**Given passage**:
==*==

[seqfan] Re: Generating functions
William Keith
william.keith at gmail.com
Thu Dec 8 11:49:47 CET 2011
And we all know that expanding 1/(1-x-x^2) to series gives the Fibonacci
sequence. But, given enough of its terms, did you know that expanding the
inverse of the Fibonacci series to series, you get the characteristic
polynomial 1-x-x^2. Using the above procedure we can also find an
approximation to a sort of inverse A of S, such that the expansion of 1/A
to series yields S (and the converse is true, I assume). I hesitate to use
the notation S^(-1) since this should mean 1/S. This may be some type of
inverse in the polynomial ring. Any theorists out there with an opinoin
about this?
It's not an inverse in the ring of polynomials, it's an inverse in the
field of polynomials. 1-x-x^2 is exactly the inverse of the Fibonacci
generating function in the field of polynomials over the integers.

==*==

**Rows**:
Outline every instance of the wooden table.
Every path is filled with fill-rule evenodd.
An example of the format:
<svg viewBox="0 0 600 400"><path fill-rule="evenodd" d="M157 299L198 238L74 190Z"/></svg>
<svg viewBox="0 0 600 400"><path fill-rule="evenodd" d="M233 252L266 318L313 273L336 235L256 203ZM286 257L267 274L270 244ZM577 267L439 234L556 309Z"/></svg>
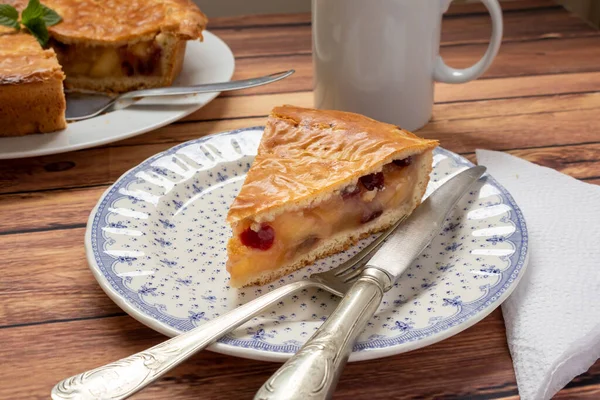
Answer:
<svg viewBox="0 0 600 400"><path fill-rule="evenodd" d="M474 159L507 151L600 183L600 36L549 0L507 3L504 43L485 76L436 88L433 121L419 131ZM84 255L88 214L129 168L177 143L264 124L275 105L312 105L310 16L214 19L237 58L235 78L295 68L273 85L222 95L173 125L108 146L0 162L0 398L46 399L60 379L165 338L102 292ZM483 54L489 17L451 8L442 54L470 65ZM205 351L138 399L251 398L277 364ZM436 345L349 365L337 398L517 398L500 310ZM559 399L600 398L600 362Z"/></svg>

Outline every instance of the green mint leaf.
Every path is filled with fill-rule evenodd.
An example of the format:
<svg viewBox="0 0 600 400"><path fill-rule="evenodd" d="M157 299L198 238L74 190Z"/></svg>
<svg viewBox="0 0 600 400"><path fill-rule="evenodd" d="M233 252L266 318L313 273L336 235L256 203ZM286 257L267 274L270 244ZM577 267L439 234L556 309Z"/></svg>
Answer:
<svg viewBox="0 0 600 400"><path fill-rule="evenodd" d="M61 16L58 15L58 13L56 11L54 11L53 9L46 7L45 5L42 4L42 10L44 10L42 19L46 23L46 26L53 26L53 25L58 24L60 21L62 21Z"/></svg>
<svg viewBox="0 0 600 400"><path fill-rule="evenodd" d="M19 12L9 4L0 4L0 25L19 30Z"/></svg>
<svg viewBox="0 0 600 400"><path fill-rule="evenodd" d="M42 18L44 9L40 4L40 0L29 0L27 7L21 12L21 23L25 26L31 21ZM43 22L43 21L42 21ZM36 22L37 24L37 22ZM29 26L27 26L29 28ZM31 29L30 29L31 30Z"/></svg>
<svg viewBox="0 0 600 400"><path fill-rule="evenodd" d="M37 39L42 47L46 46L50 35L48 35L48 29L46 29L46 24L41 17L28 20L27 23L23 22L23 25L29 29L29 32Z"/></svg>

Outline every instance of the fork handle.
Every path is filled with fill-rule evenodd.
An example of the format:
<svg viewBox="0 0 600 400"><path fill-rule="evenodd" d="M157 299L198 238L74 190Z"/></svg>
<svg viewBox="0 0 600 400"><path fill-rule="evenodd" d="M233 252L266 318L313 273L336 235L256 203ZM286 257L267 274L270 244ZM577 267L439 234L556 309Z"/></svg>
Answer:
<svg viewBox="0 0 600 400"><path fill-rule="evenodd" d="M381 303L390 279L366 268L333 314L256 393L254 400L317 400L333 395L356 338Z"/></svg>
<svg viewBox="0 0 600 400"><path fill-rule="evenodd" d="M148 350L67 378L54 386L52 399L125 399L277 300L308 286L320 284L290 283Z"/></svg>

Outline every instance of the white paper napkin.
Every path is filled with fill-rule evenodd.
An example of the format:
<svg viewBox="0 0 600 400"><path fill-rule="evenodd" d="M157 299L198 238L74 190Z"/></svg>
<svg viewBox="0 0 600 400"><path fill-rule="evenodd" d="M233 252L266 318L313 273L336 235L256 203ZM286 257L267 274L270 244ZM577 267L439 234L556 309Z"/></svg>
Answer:
<svg viewBox="0 0 600 400"><path fill-rule="evenodd" d="M527 222L529 265L502 313L521 398L549 399L600 357L600 187L505 153L477 161Z"/></svg>

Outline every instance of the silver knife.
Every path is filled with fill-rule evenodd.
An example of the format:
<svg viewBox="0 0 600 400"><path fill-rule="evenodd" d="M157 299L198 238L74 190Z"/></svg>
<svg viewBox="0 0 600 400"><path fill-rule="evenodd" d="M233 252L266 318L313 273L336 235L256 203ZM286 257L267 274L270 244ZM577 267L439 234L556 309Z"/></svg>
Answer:
<svg viewBox="0 0 600 400"><path fill-rule="evenodd" d="M329 399L356 338L377 311L383 294L441 231L450 211L485 170L482 166L465 170L423 201L369 260L333 314L254 399Z"/></svg>

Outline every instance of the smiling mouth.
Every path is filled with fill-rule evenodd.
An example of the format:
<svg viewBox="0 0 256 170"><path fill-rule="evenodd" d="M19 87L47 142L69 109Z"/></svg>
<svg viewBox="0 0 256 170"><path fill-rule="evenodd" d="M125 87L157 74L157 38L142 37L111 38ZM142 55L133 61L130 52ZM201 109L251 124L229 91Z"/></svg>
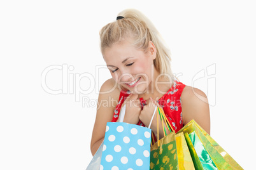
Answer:
<svg viewBox="0 0 256 170"><path fill-rule="evenodd" d="M141 77L139 77L139 78L138 78L137 79L136 79L135 81L134 81L133 82L132 82L131 83L127 83L127 84L128 84L129 86L132 86L134 85L135 83L136 83L138 81L139 81L139 79L141 79Z"/></svg>

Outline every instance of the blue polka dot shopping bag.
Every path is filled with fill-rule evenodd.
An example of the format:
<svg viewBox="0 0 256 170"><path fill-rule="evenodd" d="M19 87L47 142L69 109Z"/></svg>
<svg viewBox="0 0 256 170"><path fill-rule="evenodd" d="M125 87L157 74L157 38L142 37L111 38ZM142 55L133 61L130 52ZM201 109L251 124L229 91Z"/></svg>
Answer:
<svg viewBox="0 0 256 170"><path fill-rule="evenodd" d="M150 141L150 129L108 122L99 169L149 169Z"/></svg>

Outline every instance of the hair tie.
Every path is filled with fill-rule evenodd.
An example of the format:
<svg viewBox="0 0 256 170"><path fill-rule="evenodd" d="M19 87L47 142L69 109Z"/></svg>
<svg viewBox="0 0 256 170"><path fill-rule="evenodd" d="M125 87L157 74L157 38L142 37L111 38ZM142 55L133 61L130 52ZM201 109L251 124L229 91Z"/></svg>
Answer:
<svg viewBox="0 0 256 170"><path fill-rule="evenodd" d="M124 18L124 17L122 16L118 16L117 17L117 20L122 20L122 18Z"/></svg>

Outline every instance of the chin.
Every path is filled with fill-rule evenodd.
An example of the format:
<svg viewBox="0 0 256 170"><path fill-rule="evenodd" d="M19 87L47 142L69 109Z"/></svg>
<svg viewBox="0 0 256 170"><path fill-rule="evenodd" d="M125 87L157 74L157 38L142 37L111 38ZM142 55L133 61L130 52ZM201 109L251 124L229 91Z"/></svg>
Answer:
<svg viewBox="0 0 256 170"><path fill-rule="evenodd" d="M129 90L132 94L134 95L141 95L147 92L147 88L145 84L139 84L138 86L134 87L134 88L132 88L132 89Z"/></svg>

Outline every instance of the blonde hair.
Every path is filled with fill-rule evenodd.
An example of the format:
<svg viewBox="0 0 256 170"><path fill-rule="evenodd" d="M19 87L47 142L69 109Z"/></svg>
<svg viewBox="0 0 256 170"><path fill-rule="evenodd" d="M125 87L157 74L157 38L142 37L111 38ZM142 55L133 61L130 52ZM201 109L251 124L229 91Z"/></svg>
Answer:
<svg viewBox="0 0 256 170"><path fill-rule="evenodd" d="M169 77L173 84L171 53L153 23L142 13L134 9L125 10L118 16L124 18L107 24L99 32L101 53L114 43L121 43L130 37L134 41L133 45L144 51L147 51L149 43L152 41L157 49L154 66L160 74Z"/></svg>

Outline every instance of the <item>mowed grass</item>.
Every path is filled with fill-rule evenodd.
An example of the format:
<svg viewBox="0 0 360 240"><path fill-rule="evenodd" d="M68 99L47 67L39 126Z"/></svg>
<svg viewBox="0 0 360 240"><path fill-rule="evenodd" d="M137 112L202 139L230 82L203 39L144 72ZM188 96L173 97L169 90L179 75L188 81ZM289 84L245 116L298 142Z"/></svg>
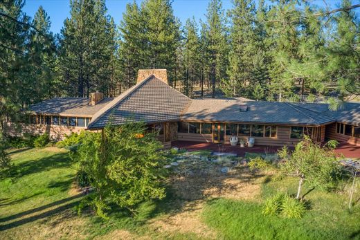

==*==

**Problem statement**: In the mailing-list post on generating functions, rewrite the paragraph beginning "And we all know that expanding" more briefly, keeping its main facts.

**Solution**: Expanding 1/(1-x-x^2) as a series gives the Fibonacci sequence. Conversely, expanding the inverse of the Fibonacci series, given enough terms, gives back 1-x-x^2. A procedure can likewise approximate a kind of inverse A of a series S, so that expanding 1/A yields S, and presumably the reverse also holds. The writer avoids writing S^(-1), since that should mean 1/S. The writer suggests this may be an inverse in the polynomial ring and asks theorists for their opinion.